**INSTRUCTIONS FOR THE TASK:** Extract every row below that contains the word "Query", and copy each one in full.

**EXERCISE MATERIAL:**
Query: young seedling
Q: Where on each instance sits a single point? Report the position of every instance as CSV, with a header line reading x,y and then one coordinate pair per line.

--

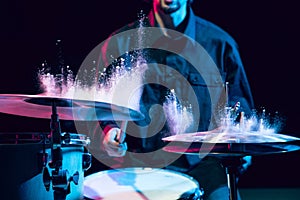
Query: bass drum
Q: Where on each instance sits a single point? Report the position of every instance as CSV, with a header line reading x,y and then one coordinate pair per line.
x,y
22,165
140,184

**COMPLETE OUTPUT:**
Query: young seedling
Query: bass drum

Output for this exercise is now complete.